▶ Supplied passage
- Opening Delimiter -

But maybe there really is just evil out there. Just evil. No excuses, no reasons. No regret or guilty feelings. No self-defense. No bad childhood. No good intention gone wrong. Just...selfishness. There is an evil that reigns, and we are but slaves.
It's something my brain can hardly accept.
Evil isn't curable. It isn't rational. Sometimes it IS possible to apologize, forgive, change. Grace IS available. But at the same time, we will never purely eradicate evil. We need a bigger cure. Rationality, therapy, love, boundaries, discipline, good parenting, open tolerance: none of these solutions work as a CURE. You can go only so far, and then you've reached the edge of what you can do, and evil people remain unchanged.
I KNOW this. In my heart, I know it. And the more I learn of Christ and the more I read my Bible, I see it too. We are selfish. Sometimes, when I justify others' actions as "a bad decision but they'll do better next time," I'm actually justifying the times when I've been selfish but don't want to admit it. "It's a result of XYZ; if I had ABC, I could fix it. Oh well. For now, I'm sorry. I'll try not to do it again, but you know how it is. I can't help it because I'm damaged..."
Maybe the truth is that I know I'm not strong enough. I know I can't defeat what's in me. So I rationalize and I give excuses. Because a part of me truly does want to be better. Another part of me wants, well, what I want. They're not necessarily bad things, either. Most of the things we want can be good things in the right context--love, acceptance, friends, fun, sex, happiness, beauty, knowledge, thrills--but that only gives us more of an excuse to justify the way we pursue these things selfishly and without regard (or with only partial regard, which is not enough) for the way it will affect others.

- Closing Delimiter -

▶ Data extract
- Opening Delimiter -

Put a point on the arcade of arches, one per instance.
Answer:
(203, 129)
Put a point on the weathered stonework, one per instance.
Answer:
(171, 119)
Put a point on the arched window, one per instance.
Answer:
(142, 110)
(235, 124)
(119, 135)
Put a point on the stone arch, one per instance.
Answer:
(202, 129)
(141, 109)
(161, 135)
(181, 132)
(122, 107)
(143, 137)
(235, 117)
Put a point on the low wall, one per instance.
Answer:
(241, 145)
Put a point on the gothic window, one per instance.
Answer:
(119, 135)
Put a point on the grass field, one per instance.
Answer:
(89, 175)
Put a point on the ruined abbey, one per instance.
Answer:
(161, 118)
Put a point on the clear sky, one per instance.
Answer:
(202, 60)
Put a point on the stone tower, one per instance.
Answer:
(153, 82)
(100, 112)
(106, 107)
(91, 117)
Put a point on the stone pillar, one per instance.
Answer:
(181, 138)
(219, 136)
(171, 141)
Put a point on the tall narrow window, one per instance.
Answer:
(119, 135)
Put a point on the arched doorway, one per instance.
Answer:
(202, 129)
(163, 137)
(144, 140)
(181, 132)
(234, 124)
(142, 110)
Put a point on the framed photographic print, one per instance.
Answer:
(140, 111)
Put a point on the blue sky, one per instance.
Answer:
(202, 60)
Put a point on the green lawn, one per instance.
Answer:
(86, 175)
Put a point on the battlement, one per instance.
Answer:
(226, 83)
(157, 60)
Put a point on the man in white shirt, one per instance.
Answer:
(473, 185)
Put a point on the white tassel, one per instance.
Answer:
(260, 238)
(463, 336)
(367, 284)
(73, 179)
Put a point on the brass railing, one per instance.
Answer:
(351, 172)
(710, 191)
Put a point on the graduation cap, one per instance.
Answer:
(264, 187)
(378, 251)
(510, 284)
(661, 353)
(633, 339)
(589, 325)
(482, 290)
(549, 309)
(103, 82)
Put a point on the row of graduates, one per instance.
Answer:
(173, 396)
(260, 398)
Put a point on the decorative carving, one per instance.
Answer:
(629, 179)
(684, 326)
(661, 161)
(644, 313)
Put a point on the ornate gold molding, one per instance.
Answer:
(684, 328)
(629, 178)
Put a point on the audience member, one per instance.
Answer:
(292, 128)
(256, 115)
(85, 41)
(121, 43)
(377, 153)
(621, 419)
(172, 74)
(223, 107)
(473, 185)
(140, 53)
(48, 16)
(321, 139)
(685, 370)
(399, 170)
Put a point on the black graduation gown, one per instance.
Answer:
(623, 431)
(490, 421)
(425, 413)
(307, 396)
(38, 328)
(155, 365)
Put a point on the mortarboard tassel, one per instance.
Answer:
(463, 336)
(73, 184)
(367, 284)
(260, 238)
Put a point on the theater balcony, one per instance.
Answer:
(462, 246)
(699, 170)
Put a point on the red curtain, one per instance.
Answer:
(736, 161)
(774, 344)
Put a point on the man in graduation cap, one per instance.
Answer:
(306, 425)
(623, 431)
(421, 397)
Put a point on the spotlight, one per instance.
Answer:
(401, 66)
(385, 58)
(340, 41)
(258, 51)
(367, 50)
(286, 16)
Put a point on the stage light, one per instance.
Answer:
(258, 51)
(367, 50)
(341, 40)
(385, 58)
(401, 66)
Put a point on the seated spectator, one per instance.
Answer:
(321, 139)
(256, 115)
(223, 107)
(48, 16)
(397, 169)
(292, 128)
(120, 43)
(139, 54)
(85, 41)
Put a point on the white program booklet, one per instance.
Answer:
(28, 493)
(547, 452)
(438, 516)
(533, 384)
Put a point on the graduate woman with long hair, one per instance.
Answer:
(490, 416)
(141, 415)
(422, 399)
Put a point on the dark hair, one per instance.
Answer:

- Closing Delimiter -

▶ What to work on
a – List every solution that the passage on evil says does not work as a cure.
b – Write the next part of the passage on evil and selfishness, picking up after its last sentence.
The records have nothing to do with what comes next.

▶ Exercise results
a – Rationality, therapy, love, boundaries, discipline, good parenting, open tolerance

b –
The state of affairs in the world is desperate. We will never progress far enough, be enlightened enough, know enough, learn enough, educate enough...to solve all our problems. There will always be more problems. There will be more evil around every corner.
It is precisely the desperate nature of the world that leads me to my greatest joy. We CAN'T cure this. We need a bigger cure. I'm not the first person to say these things: Jesus said them. This is the whole long story of the Bible. People who messed up on purpose and people who messed up when they wanted to do the right thing--honestly, I'm not sure which is more depressing, but both of those people are inside each one of us. We have to fess up to this, or else we will spend our lives pursuing solutions that aren't good enough.
I want to believe in grace so desperately--in forgiveness, in pardons, in change, in justice--because I was programmed to want them. God made us originally as just and beautiful and perfect. I want to believe in grace and forgiveness and change because somewhere deep inside it's what my soul is crying out for.
This is the thirst that Jesus quenches. I want to be forgiven. I want to be changed. In Christ, I have that. And it's not hard work or trying to get somewhere. He conquers the evil inside. The evil that would always be there...He is the bigger cure. He starts me on a journey to a new kingdom. On the way, I will mess up, and He will forgive me, and help me move forward with progress that wasn't possible before, without Him. But with his help, I'll arrive there: the new kingdom that lives not under a reign of tyranny or evil, but under a reign of grace.